── Entries provided

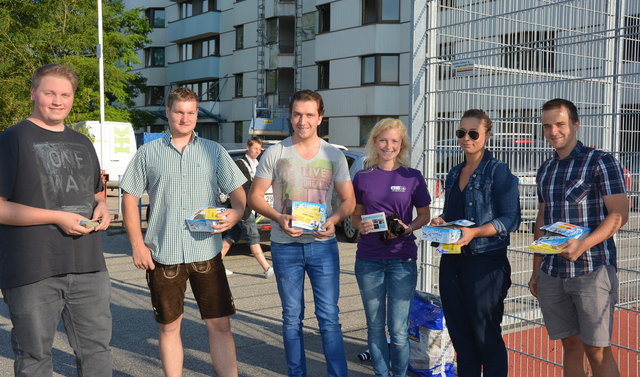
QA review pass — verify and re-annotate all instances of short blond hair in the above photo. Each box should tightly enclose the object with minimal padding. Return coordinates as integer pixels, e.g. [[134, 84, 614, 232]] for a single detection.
[[365, 118, 409, 168], [31, 64, 78, 93]]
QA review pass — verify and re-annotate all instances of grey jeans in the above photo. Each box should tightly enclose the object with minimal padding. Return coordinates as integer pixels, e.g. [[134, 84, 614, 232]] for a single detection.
[[2, 271, 112, 377]]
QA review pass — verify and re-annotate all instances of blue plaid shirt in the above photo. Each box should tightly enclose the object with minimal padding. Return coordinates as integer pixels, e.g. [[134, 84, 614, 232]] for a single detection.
[[536, 141, 625, 278]]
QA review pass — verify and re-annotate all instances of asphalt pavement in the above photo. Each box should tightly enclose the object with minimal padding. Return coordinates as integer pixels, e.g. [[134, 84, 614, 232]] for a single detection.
[[0, 212, 373, 377]]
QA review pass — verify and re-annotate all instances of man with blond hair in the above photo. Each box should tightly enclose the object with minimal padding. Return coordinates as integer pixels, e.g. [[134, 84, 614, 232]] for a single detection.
[[121, 87, 246, 377], [0, 64, 112, 377]]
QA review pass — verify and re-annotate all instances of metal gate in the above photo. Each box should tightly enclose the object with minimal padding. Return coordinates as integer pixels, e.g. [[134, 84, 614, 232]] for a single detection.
[[409, 0, 640, 377]]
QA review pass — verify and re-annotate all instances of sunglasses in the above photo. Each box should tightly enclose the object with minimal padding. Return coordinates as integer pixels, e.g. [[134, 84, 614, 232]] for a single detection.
[[456, 130, 480, 140]]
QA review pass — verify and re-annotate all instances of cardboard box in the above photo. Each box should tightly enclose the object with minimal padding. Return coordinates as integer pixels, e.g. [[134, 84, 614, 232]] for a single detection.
[[527, 221, 591, 254], [421, 220, 475, 244], [185, 207, 228, 233], [436, 243, 462, 254], [291, 200, 327, 233], [361, 212, 388, 233]]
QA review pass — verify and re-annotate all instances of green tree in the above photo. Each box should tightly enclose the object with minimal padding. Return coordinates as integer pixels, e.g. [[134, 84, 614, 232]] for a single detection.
[[0, 0, 151, 130]]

────

Exercise details:
Rewrite all of the data above, putting "image" wherever "photo" appears and keeping everything else the same. Leave the pictures out.

Response:
QA review pass — verify and re-annotate all instances of short blond hair in the above image. Each box should tightly enclose the object with minimal padding. Return coordinates as integer pixels, e.g. [[134, 84, 614, 232]] for a single detection.
[[365, 118, 409, 168], [31, 64, 78, 93]]
QA review pass — verify and re-annotate all instances of grey jeans in the above image. Each box should tightly enclose the object with minimal padding. Return coordinates as integer pixels, e.g. [[134, 84, 614, 232]] for a single detection.
[[2, 271, 112, 377]]
QA review pass — verify and re-annotate all instances of blue plaid shirt in the above image. Each box should tightly enclose the object with minimal padding. Return coordinates as integer pixels, e.g. [[134, 84, 614, 232]] for a single detection.
[[536, 141, 625, 278]]
QA review pass — verify and re-annotate all instances of asphalt pavement in the above image. Each box should tightly enclose the object with minimal padding. Return coordinates as integer pixels, e.g. [[134, 84, 614, 232]] for a single detection.
[[0, 212, 373, 377]]
QA review pass — verify and re-annotate all instances of man with blond hair in the above image. Each box should tightly enclose the object with minimal padding. Return coordinates as integer pixels, e.g. [[134, 84, 614, 232]] for a single detection.
[[121, 87, 246, 377], [0, 64, 112, 377]]
QA review pass — verify and re-annotate all instances of metal gate in the above image. Each box should tightly enclose the object with minimal padding. Return coordinates as integer pixels, e.g. [[134, 84, 614, 232]] for a single detection.
[[409, 0, 640, 377]]
QA review pass — verify and re-annotate all instances of sunglasses in the above image. Each box should tightly enclose the object with minimal padding. Return coordinates as integer pixels, e.g. [[134, 84, 614, 232]] for a single detection.
[[456, 130, 480, 140]]
QA review pass — verify and re-annotate all instances of cardboard box in the above image. Each box should tightly enclose the object with minimal padding. Return coordinates as integer pixels, e.g. [[134, 84, 614, 232]] for a single detection.
[[527, 221, 591, 254], [421, 220, 475, 244], [185, 207, 228, 233], [436, 243, 462, 254], [291, 200, 327, 233], [361, 212, 388, 233]]
QA review pass — verify and re-annotate all instances of green tree in the above image. Each box should tightly enclose the object with minimal padding. Return coordinates as integer pixels, e.g. [[134, 84, 614, 232]] for a single detection.
[[0, 0, 151, 130]]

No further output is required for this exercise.